Benennen Sie in den Zeilen von der Zeile mit „hood, your assistance would be valued.“ bis einschließlich der Zeile mit „M 301 105 L“ den Ausdruck „truck hood“ in „vehicle hood“ um. Geben Sie nur diese Zeilen wieder und lassen Sie alles Übrige unverändert.
:: ÜBUNGSDATEN ::
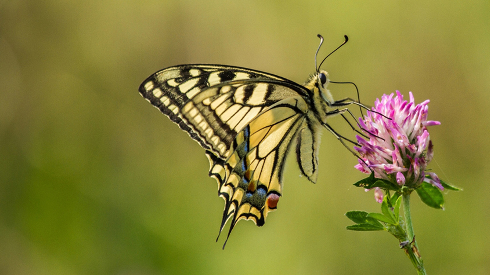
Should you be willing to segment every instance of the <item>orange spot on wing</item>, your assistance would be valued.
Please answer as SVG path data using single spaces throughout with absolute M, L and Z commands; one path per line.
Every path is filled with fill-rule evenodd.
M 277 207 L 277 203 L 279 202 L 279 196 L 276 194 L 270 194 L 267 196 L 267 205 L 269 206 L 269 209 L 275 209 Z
:::
:: ÜBUNGSDATEN ::
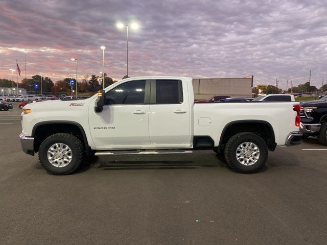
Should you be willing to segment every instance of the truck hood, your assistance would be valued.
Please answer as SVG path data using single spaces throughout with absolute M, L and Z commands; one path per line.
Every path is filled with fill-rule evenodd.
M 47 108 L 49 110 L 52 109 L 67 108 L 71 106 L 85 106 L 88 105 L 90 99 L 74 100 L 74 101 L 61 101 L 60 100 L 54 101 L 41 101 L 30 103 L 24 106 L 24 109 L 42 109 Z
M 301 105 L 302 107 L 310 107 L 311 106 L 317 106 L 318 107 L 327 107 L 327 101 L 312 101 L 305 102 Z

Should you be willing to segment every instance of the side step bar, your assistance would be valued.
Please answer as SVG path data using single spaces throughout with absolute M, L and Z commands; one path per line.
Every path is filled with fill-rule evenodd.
:::
:: ÜBUNGSDATEN ::
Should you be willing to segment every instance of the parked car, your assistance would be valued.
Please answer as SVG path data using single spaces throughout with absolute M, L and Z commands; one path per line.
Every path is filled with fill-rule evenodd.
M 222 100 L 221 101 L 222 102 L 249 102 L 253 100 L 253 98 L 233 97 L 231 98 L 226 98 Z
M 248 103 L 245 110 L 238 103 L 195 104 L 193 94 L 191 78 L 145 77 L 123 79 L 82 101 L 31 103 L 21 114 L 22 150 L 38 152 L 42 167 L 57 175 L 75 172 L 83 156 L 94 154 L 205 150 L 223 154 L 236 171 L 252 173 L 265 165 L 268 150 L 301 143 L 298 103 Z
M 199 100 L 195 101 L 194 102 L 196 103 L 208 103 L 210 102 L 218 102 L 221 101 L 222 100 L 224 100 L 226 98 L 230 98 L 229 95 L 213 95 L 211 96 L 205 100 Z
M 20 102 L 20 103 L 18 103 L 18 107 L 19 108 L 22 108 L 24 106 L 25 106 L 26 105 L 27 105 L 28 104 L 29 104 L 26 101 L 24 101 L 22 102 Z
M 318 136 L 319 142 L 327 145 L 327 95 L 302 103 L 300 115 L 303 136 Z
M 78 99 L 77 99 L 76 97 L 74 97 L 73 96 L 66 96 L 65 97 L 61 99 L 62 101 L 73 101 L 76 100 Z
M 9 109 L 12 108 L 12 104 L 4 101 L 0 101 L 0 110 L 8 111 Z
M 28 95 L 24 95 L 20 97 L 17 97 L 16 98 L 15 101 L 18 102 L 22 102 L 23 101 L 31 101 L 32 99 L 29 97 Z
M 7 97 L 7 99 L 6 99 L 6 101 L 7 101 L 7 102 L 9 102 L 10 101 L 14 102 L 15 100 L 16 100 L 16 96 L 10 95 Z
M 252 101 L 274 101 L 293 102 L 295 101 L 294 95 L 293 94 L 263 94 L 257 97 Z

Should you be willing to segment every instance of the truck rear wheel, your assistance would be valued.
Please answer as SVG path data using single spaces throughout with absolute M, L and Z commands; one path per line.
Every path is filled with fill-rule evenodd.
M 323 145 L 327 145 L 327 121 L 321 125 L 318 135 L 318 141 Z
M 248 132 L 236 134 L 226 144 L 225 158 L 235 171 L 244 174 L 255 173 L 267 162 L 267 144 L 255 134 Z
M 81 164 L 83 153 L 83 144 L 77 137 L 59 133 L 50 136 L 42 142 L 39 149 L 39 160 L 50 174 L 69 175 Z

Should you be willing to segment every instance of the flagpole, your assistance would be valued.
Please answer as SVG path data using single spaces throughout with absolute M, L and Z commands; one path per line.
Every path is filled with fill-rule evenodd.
:::
### ENDGÜLTIGE ANTWORT:
Should you be willing to segment every instance of the vehicle hood, your assistance would be valued.
Please answer as SVG path data using single spaces throughout with absolute M, L and Z commands; one path per line.
Every path is filled with fill-rule evenodd.
M 47 108 L 49 110 L 52 109 L 67 108 L 71 106 L 85 106 L 88 105 L 90 99 L 74 100 L 74 101 L 61 101 L 60 100 L 54 101 L 41 101 L 30 103 L 24 106 L 24 109 L 42 109 Z
M 301 105 L 302 107 L 310 107 L 311 106 L 317 106 L 318 107 L 327 107 L 327 101 L 312 101 L 305 102 Z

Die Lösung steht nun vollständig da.